GIVEN INFORMATION Start Marker
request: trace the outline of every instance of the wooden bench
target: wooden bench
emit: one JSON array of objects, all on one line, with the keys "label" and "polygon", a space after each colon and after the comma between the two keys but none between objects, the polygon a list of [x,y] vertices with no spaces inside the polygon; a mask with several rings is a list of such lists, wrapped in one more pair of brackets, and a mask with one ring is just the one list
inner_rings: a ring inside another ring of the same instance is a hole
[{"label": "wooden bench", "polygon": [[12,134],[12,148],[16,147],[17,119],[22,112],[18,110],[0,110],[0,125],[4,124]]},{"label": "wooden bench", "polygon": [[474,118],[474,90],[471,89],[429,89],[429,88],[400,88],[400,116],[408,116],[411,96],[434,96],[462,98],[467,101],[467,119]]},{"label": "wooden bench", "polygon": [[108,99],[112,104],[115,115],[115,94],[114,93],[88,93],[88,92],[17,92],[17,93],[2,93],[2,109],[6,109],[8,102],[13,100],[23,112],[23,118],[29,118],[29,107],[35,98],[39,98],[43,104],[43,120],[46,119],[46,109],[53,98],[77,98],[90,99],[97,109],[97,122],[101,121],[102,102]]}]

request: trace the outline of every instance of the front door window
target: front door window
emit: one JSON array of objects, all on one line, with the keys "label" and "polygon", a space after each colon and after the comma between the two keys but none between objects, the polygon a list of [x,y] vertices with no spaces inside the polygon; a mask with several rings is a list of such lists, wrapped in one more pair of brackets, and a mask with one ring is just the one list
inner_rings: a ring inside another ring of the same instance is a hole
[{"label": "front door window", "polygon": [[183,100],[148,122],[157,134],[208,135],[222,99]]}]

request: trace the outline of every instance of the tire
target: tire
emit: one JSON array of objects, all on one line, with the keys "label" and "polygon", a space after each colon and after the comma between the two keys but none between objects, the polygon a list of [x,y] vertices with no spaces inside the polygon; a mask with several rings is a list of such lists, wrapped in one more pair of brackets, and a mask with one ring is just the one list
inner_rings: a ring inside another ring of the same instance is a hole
GIVEN INFORMATION End Marker
Every entry should be printed again exactly as it stands.

• TASK RESPONSE:
request: trace the outline of every instance of the wooden bench
target: wooden bench
emit: one JSON array of objects, all on one line, with the keys "label" and "polygon", a space after each colon and after the comma between the two keys but none between objects, the polygon a list of [x,y] vertices with no spaces inside the polygon; a mask with several rings is a list of such lists, wrapped in one more pair of brackets, and a mask with one ring is just the one list
inner_rings: a ring inside another ring of the same instance is a hole
[{"label": "wooden bench", "polygon": [[12,134],[12,148],[16,147],[17,119],[22,112],[18,110],[0,110],[0,125],[4,124]]},{"label": "wooden bench", "polygon": [[474,118],[474,90],[471,89],[429,89],[429,88],[400,88],[400,116],[408,116],[411,96],[434,96],[462,98],[467,101],[467,119]]},{"label": "wooden bench", "polygon": [[108,99],[112,104],[115,115],[115,94],[114,93],[88,93],[88,92],[17,92],[17,93],[2,93],[2,109],[6,109],[8,102],[13,100],[23,112],[23,118],[29,118],[29,107],[35,98],[39,98],[43,104],[43,120],[46,119],[46,109],[53,98],[77,98],[90,99],[97,109],[97,122],[101,121],[102,102]]}]

request: trace the outline of every instance of the front door window
target: front door window
emit: one JSON array of objects, all on one line, with the keys "label" and "polygon", a space after each colon and after the comma between the two keys but none between objects, the polygon a list of [x,y] vertices with no spaces inside the polygon; a mask with several rings is a list of such lists, wrapped in one more pair of brackets, and a mask with one ring is just the one list
inner_rings: a ring inside another ring of the same instance is a hole
[{"label": "front door window", "polygon": [[183,100],[148,122],[157,134],[208,135],[222,99]]}]

request: trace the outline of every instance of the tire
target: tire
emit: one JSON array of objects, all on one line, with the keys "label" and "polygon", a space after each colon and after the comma between the two keys but none between objects, the polygon a list of [x,y] vertices with no spaces inside the polygon; a mask with several rings is a list of such lists, wrapped in one more pair of brackets, and a mask with one ring is just the one list
inner_rings: a ring inside another ring of the same instance is a hole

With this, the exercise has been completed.